> [PAGE TEXT]

%%

Nicholas later confesses to Miranda that he was unhappy with his wife for not bearing him a son after being rendered infertile by the birth of Katrine. At the same time, he admits having romantic feelings for Miranda. Miranda returns the sentiment, but returns to Greenwich to put some distance between them. Two months later, Nicholas arrives and asks for her hand in marriage. Ephraim and Abigail reluctantly consent, and Miranda becomes pregnant not long after the wedding. Nicholas is thrilled by the news, though he quarrels with her over her simple faith in a God as the semi-feudal system of patroon land ownership and tenancy crumbled around him. However, when their baby is revealed to have a defective heart and dies immediately after his baptism, a heartbroken and embittered Nicholas withdraws alone to an attic room at Dragonwyck and becomes a drug addict. Peg O'Malley, Miranda's semi-lame loyal maid, fears for Miranda's life and calls upon Dr. Jeff Turner for help.

Turner arrives as Nicholas is suffering a psychotic episode characterized by auditory hallucinations and realizes that Johanna's death was not an accident; Nicholas poisoned Johanna with a sprig from an Oleander bush he'd sprinkled in her food.

%%

> [OBJECTIVE]
Please return the passage of the Dragonwyck plot summary from "Turner arrives as" up to and including "in her food.", copied word for word.

> [DATASET EXTRACT]

%%

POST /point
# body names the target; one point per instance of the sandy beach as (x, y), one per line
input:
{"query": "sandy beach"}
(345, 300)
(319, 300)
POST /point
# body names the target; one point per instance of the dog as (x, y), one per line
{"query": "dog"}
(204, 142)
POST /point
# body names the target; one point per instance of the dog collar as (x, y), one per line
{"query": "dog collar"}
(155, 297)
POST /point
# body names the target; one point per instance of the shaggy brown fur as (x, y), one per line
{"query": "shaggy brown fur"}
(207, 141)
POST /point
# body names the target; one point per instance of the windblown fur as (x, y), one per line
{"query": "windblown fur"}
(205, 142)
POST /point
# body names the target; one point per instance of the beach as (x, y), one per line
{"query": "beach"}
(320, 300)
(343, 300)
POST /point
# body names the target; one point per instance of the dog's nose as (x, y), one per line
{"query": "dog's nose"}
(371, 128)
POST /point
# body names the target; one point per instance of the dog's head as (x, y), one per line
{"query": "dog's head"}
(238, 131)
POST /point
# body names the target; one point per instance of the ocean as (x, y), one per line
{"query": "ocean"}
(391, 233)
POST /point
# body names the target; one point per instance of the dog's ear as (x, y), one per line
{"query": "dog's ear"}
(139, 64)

%%
%%

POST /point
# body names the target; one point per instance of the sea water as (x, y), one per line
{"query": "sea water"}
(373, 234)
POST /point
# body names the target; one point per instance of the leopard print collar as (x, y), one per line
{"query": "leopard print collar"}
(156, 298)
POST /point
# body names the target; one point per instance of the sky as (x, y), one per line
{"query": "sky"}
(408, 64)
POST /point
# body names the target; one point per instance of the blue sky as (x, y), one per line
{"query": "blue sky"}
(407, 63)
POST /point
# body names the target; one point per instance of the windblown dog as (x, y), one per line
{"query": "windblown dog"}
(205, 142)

%%

> [REPLY TO THE TASK]
Turner arrives as Nicholas is suffering a psychotic episode characterized by auditory hallucinations and realizes that Johanna's death was not an accident; Nicholas poisoned Johanna with a sprig from an Oleander bush he'd sprinkled in her food.